:: Written problem ::
Can you lay out every line of the data below as a Markdown table with the columns "Row" and "Line," skipping blank lines and omitting the pictures?

(Object detection data)
** begin **
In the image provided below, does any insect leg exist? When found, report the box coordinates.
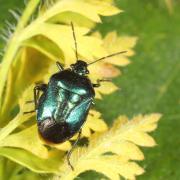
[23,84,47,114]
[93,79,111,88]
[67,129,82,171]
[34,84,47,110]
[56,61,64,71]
** end **
:: Reply to the task ::
| Row | Line |
|---|---|
| 1 | In the image provided below, does any insect leg exist? When found, report the box coordinates. |
| 2 | [23,84,47,114] |
| 3 | [93,79,111,88] |
| 4 | [67,129,82,171] |
| 5 | [34,84,47,110] |
| 6 | [56,61,64,71] |